书面任务> 统计下方清单中包含字符串“give”的行数，区分大小写，只给出这个数字。

原始数据>

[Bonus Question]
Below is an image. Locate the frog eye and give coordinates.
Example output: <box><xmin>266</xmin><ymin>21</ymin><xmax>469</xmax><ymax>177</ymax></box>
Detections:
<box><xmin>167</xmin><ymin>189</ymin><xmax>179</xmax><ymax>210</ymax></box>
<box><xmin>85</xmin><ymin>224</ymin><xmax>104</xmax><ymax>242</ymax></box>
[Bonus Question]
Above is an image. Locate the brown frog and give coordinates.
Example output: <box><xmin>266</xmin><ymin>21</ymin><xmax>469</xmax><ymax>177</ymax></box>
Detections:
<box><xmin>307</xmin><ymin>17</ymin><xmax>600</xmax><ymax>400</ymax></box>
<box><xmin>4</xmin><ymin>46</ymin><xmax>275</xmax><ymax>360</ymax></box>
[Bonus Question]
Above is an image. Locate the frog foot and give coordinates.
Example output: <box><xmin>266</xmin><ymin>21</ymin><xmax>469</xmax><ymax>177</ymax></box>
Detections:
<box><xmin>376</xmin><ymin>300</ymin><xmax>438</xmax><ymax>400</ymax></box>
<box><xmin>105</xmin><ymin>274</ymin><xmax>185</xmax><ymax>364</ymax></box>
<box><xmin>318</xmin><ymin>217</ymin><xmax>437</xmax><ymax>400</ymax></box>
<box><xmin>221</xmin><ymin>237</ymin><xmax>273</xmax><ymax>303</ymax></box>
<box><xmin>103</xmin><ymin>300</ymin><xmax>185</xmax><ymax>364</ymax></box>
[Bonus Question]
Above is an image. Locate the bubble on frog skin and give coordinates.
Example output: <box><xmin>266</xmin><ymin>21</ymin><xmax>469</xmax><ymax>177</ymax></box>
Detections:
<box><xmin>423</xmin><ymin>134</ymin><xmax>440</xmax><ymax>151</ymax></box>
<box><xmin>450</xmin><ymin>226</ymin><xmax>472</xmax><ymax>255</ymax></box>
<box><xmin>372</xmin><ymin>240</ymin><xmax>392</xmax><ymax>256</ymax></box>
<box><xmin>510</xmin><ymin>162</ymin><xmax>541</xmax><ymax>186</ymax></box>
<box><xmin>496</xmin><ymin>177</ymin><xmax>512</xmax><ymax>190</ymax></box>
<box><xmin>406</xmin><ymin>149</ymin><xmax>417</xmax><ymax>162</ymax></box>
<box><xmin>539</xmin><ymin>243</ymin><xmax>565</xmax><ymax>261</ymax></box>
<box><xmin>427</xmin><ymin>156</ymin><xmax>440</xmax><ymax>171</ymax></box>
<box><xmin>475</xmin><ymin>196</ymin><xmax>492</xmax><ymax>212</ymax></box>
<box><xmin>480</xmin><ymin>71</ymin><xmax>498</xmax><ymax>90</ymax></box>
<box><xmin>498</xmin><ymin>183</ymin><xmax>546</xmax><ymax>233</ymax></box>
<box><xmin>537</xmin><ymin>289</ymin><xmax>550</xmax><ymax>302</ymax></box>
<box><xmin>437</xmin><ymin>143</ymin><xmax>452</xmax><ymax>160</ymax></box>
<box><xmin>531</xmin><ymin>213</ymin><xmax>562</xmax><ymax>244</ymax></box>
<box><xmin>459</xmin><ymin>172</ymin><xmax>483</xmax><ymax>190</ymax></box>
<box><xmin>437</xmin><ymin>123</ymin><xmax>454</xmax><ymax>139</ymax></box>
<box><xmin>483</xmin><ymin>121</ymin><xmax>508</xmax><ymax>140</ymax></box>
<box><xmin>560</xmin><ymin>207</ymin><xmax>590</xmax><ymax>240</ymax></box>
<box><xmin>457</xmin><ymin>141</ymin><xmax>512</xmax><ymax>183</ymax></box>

回答如下> 4